Provided data
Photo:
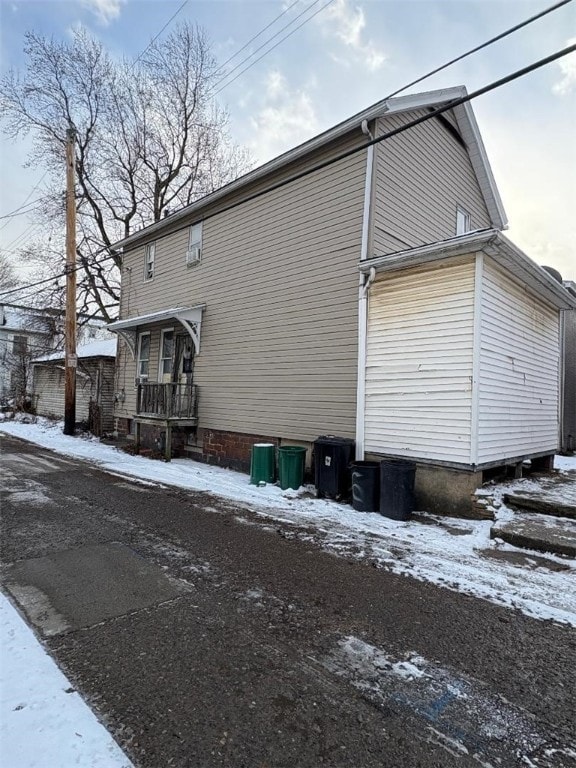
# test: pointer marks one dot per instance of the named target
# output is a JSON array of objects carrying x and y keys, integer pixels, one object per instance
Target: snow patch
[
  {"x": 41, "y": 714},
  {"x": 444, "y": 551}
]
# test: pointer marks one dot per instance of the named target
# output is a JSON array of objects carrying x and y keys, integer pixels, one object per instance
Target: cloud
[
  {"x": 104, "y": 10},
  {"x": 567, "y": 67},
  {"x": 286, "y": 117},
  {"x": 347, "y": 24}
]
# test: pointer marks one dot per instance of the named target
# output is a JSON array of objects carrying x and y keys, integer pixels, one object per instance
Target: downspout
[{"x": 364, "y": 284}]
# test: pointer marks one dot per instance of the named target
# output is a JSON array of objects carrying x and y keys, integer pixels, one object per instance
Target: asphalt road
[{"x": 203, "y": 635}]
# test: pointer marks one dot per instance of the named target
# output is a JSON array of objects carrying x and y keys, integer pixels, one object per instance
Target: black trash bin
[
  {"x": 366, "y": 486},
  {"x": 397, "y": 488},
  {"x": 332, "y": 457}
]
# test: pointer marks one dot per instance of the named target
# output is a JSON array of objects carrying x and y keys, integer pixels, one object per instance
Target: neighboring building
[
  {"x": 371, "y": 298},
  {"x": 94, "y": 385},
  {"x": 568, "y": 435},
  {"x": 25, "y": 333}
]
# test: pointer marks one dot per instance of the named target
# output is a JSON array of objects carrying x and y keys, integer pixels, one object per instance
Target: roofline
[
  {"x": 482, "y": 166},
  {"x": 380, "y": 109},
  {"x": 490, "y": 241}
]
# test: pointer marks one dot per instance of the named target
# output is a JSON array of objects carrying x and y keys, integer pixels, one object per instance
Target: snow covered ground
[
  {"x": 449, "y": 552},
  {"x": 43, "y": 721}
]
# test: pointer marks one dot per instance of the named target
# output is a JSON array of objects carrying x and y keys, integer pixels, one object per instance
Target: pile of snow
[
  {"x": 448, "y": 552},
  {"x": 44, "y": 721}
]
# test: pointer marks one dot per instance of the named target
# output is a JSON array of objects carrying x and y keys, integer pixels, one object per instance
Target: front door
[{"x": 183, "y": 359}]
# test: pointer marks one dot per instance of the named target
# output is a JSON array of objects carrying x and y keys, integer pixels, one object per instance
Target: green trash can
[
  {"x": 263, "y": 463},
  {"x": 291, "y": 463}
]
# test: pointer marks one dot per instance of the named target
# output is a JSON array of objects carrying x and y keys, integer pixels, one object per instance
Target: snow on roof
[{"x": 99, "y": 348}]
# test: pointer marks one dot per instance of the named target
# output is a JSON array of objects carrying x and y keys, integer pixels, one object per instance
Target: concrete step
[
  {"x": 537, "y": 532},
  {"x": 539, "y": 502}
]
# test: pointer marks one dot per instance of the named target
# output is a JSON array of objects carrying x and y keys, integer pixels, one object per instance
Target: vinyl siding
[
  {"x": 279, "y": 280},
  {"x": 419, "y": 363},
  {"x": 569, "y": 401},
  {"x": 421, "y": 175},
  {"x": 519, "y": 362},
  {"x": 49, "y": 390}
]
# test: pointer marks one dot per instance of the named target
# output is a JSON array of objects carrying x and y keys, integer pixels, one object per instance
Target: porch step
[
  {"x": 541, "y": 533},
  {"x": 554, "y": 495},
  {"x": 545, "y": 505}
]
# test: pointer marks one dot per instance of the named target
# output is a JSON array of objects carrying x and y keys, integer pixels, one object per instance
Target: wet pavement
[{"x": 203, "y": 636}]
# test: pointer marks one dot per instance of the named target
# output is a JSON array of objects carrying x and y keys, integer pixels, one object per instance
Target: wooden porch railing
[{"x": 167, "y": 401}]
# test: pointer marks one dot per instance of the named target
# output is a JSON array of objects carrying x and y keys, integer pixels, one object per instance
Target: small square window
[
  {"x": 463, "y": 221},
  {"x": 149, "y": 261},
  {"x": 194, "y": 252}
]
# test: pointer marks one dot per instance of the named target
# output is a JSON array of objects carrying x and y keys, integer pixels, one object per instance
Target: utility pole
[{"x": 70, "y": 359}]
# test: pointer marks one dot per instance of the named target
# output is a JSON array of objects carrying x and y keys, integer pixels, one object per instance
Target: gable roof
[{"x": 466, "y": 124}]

---

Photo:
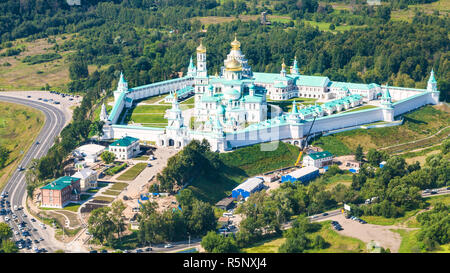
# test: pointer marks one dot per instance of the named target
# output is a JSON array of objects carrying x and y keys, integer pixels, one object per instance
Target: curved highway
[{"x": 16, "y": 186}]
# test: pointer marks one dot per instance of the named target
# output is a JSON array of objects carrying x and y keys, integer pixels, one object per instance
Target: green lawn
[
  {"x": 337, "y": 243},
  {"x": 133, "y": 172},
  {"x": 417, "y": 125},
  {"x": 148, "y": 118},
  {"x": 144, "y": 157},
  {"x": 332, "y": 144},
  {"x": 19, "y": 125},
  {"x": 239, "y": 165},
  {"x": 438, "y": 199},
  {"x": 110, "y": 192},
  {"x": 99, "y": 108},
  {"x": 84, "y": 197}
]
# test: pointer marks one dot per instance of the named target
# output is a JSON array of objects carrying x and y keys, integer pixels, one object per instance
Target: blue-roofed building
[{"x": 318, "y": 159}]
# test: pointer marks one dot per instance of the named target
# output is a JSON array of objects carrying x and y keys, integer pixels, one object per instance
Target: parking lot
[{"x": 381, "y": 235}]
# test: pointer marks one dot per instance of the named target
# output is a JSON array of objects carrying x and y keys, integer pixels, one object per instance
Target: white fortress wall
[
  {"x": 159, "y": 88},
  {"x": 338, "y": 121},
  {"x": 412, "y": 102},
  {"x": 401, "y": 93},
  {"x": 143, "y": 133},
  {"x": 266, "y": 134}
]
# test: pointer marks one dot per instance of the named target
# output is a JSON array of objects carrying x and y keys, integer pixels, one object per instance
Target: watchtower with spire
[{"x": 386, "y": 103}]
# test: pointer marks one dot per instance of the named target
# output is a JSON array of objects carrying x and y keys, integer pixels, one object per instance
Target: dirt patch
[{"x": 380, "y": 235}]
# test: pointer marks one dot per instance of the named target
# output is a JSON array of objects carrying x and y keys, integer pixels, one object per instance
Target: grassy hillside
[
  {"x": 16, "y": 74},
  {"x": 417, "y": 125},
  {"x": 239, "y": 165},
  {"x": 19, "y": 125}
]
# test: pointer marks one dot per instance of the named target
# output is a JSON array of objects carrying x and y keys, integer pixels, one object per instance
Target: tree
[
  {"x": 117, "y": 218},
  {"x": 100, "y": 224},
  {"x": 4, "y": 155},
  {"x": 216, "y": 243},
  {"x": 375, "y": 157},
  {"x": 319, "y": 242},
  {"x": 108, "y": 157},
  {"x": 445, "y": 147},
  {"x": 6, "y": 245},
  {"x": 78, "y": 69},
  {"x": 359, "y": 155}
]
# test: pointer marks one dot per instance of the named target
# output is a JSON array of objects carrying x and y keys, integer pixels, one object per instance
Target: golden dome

Exercise
Collect every line of the records above that contains the word "trash", and copy each one in full.

Full answer
Target: black trash bin
Target: green trash can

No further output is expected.